Extract every line in the items below that contains the word "ground", and copy each such line in full.

### [Records supplied]
'''

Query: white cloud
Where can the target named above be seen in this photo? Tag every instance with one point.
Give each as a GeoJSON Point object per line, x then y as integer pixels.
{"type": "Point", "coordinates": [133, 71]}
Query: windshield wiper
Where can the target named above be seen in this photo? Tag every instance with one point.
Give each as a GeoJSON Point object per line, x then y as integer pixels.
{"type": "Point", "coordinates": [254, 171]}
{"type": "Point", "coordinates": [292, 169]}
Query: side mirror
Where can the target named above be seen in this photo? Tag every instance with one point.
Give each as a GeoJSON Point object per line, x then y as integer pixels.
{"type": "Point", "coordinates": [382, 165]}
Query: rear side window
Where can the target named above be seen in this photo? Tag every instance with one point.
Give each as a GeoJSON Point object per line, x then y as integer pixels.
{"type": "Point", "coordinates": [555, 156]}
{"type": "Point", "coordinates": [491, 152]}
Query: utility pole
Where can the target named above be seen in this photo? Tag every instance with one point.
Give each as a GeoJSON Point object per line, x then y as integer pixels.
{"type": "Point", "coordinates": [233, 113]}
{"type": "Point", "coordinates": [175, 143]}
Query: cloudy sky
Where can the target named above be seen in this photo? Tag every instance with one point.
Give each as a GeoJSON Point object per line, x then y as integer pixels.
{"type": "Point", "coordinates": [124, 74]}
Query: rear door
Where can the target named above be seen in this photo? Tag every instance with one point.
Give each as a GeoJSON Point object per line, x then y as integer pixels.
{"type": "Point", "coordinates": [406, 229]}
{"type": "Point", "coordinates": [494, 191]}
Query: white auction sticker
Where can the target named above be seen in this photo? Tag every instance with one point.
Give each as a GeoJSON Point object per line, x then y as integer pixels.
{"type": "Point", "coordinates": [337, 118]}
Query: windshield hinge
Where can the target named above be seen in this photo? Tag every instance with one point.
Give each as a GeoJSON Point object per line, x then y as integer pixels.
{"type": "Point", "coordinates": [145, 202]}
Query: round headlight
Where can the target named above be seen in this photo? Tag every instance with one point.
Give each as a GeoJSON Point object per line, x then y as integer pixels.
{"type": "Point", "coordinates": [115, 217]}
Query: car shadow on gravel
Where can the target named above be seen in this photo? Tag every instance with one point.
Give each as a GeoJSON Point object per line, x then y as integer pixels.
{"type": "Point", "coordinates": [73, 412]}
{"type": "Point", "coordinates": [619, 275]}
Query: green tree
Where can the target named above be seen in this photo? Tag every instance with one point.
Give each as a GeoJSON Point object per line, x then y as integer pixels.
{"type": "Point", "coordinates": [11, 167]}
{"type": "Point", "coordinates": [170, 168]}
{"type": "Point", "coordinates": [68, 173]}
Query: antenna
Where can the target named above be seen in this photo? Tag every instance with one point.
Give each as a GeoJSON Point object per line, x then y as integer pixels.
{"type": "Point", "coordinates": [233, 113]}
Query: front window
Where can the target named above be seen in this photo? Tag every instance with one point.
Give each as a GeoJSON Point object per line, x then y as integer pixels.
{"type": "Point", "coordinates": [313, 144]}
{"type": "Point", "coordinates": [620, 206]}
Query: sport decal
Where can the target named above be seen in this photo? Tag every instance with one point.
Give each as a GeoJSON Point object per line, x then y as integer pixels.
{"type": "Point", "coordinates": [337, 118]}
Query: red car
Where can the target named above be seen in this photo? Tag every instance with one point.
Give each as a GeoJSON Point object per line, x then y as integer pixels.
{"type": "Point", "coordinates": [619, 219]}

'''
'''

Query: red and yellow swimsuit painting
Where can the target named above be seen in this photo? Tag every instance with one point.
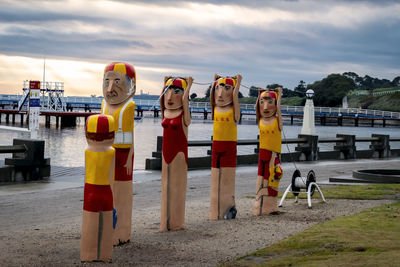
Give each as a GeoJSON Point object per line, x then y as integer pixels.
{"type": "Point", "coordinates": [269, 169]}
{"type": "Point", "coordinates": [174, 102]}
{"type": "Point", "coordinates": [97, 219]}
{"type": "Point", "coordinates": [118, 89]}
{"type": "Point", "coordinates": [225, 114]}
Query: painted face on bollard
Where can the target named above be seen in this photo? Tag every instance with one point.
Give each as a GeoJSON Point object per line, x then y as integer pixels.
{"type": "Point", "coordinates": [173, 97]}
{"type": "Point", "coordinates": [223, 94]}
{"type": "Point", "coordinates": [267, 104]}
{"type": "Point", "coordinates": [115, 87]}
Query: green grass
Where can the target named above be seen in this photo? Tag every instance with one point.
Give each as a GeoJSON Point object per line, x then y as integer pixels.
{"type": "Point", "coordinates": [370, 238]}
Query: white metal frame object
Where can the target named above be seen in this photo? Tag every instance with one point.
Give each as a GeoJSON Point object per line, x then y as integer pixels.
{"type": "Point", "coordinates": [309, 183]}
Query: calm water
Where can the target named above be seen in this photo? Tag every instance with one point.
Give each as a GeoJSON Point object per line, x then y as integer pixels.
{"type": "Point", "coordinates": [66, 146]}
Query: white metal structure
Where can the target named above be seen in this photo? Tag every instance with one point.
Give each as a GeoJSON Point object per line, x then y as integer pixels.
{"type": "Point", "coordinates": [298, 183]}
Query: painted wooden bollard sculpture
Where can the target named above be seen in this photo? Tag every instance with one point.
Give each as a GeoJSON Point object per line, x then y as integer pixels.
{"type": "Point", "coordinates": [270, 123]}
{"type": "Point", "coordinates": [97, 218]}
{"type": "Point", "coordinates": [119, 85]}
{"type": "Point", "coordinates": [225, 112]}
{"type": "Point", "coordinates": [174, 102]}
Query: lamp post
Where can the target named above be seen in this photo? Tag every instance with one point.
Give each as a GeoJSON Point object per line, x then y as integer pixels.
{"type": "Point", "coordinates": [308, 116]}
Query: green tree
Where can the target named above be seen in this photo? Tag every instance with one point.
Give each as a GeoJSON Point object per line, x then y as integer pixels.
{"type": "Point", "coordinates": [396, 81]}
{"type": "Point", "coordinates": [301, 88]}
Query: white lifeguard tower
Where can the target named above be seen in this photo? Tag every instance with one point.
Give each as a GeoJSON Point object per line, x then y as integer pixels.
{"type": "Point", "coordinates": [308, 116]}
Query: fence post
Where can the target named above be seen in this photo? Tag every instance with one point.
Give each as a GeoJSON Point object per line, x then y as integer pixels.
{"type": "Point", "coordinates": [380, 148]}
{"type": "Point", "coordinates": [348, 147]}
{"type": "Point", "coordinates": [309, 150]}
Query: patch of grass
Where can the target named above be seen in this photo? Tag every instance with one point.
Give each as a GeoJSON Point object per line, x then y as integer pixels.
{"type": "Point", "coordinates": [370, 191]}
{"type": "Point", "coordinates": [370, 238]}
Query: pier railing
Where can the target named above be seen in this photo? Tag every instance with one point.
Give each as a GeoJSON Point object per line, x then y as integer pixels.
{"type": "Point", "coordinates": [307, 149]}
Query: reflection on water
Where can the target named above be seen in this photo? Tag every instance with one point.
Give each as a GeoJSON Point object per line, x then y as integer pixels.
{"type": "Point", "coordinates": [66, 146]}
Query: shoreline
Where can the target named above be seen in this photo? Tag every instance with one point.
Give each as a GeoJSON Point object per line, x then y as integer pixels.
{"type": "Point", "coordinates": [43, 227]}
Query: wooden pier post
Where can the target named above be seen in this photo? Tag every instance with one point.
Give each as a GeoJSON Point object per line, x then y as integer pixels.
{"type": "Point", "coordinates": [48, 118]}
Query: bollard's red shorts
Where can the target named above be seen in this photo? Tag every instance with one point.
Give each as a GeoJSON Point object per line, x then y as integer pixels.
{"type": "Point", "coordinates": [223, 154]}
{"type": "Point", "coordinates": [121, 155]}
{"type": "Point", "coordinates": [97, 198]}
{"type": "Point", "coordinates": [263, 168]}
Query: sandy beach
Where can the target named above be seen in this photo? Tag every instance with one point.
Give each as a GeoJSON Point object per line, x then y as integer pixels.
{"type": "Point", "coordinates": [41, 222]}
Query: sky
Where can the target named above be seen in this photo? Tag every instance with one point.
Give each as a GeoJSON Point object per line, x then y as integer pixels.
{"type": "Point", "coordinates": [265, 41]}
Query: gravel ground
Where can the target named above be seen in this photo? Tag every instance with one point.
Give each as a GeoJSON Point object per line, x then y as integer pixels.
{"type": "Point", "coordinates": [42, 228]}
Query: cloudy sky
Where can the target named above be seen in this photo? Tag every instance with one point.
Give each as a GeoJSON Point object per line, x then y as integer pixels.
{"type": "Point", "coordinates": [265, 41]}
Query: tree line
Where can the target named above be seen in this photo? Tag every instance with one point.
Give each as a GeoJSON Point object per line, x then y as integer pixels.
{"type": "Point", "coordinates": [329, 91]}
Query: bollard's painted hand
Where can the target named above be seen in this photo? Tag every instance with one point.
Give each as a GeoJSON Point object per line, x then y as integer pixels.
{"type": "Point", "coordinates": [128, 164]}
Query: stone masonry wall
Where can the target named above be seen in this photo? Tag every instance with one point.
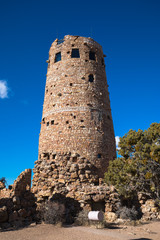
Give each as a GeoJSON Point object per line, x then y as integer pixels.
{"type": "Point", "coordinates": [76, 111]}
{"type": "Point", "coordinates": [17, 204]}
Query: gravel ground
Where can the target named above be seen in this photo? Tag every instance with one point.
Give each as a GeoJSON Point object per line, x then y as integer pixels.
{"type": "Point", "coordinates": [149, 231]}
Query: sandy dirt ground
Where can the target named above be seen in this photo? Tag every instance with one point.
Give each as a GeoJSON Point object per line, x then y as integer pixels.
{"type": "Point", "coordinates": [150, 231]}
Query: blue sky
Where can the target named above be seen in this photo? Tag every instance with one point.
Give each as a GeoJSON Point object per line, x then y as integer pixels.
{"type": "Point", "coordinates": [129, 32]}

'''
'''

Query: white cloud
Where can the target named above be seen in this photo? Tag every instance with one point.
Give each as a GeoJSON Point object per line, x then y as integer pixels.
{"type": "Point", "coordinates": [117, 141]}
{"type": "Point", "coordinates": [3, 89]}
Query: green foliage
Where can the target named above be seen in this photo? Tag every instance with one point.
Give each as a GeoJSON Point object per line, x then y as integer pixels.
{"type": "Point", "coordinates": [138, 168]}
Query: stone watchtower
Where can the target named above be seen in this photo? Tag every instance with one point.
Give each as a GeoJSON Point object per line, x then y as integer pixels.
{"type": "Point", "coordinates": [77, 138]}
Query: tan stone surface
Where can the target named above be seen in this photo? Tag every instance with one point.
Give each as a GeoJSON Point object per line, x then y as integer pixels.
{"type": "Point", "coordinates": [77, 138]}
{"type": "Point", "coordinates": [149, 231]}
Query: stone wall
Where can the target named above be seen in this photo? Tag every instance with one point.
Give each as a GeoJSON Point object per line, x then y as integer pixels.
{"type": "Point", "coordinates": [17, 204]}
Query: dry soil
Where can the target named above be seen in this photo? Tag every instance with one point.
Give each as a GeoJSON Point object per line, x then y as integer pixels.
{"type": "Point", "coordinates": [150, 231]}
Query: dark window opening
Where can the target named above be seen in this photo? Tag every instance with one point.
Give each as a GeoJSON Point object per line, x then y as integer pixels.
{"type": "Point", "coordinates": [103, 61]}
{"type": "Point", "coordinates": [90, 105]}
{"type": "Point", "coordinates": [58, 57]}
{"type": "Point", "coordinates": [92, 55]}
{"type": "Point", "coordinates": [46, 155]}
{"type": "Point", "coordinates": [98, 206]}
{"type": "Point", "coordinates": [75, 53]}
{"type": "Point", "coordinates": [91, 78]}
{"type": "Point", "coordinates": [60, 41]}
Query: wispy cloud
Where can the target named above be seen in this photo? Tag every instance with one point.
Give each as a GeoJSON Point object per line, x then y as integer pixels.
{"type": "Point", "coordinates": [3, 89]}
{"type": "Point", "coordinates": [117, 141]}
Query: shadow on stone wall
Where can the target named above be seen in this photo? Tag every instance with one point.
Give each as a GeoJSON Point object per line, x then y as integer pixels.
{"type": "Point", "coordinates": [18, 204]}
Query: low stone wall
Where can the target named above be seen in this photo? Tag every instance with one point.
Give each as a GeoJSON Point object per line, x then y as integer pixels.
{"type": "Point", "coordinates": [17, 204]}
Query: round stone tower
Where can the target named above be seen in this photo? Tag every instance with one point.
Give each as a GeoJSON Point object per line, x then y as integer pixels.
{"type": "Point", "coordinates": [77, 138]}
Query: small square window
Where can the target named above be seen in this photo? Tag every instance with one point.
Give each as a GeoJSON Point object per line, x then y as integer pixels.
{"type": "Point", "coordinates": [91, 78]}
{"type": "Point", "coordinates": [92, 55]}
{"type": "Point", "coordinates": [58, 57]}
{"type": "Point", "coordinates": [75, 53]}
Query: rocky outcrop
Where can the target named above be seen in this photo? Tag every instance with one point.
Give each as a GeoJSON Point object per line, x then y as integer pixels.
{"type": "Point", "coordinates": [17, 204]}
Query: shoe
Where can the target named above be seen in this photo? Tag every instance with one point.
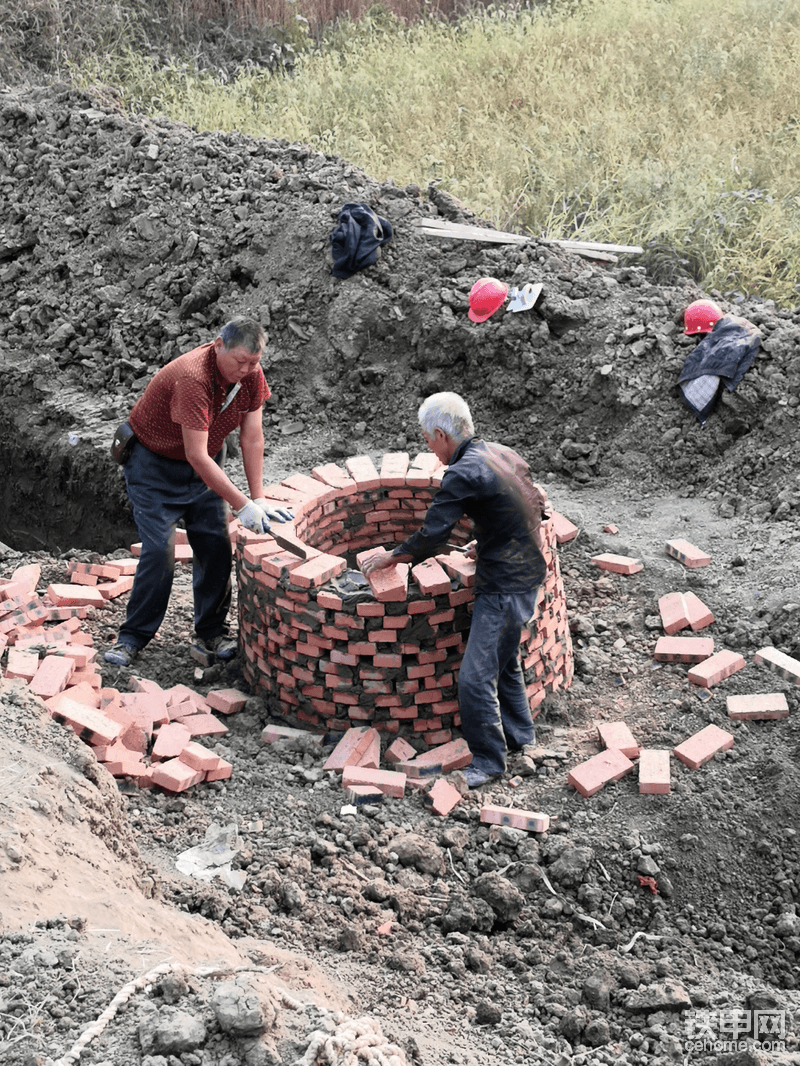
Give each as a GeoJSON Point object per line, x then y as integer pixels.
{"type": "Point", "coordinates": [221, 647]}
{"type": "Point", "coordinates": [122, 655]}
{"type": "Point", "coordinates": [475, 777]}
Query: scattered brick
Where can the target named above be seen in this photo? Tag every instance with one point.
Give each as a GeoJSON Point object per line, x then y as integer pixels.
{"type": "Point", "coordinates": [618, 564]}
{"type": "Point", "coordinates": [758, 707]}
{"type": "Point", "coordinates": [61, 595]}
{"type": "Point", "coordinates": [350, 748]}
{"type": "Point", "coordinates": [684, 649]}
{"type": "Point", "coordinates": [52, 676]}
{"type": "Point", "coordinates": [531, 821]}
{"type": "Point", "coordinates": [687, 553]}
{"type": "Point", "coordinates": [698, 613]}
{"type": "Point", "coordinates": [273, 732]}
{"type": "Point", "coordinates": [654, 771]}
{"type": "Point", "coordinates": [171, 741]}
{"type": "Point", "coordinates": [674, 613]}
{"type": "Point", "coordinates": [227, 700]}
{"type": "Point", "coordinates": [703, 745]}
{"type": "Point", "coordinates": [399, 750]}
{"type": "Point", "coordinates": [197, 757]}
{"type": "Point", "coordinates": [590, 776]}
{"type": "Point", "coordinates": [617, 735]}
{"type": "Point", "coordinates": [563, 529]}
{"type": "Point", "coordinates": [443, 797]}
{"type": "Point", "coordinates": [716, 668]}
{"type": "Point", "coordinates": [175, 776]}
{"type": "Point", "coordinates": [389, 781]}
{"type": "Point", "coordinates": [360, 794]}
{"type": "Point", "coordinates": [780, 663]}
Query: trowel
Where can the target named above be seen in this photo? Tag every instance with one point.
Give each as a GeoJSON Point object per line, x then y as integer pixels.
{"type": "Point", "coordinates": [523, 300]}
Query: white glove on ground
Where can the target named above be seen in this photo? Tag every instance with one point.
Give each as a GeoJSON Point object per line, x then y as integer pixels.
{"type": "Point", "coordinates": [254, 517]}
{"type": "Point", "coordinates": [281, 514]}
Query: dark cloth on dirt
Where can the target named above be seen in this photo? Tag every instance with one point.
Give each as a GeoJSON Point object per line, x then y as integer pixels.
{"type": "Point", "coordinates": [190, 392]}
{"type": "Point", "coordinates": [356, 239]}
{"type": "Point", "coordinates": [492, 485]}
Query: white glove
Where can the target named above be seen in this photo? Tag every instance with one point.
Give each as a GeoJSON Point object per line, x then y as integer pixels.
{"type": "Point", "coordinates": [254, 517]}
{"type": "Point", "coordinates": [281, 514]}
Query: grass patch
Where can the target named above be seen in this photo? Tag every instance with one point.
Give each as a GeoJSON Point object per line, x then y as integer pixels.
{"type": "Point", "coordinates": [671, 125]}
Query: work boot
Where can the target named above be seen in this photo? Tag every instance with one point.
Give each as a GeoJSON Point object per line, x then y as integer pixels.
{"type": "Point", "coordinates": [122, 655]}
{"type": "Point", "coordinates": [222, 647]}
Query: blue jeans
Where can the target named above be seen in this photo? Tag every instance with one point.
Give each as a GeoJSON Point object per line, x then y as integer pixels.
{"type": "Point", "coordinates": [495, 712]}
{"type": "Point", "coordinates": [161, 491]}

'''

### [Solved problem]
Query: gravel ground
Query: gravel ground
Query: sandy dirt ground
Query: white glove on ground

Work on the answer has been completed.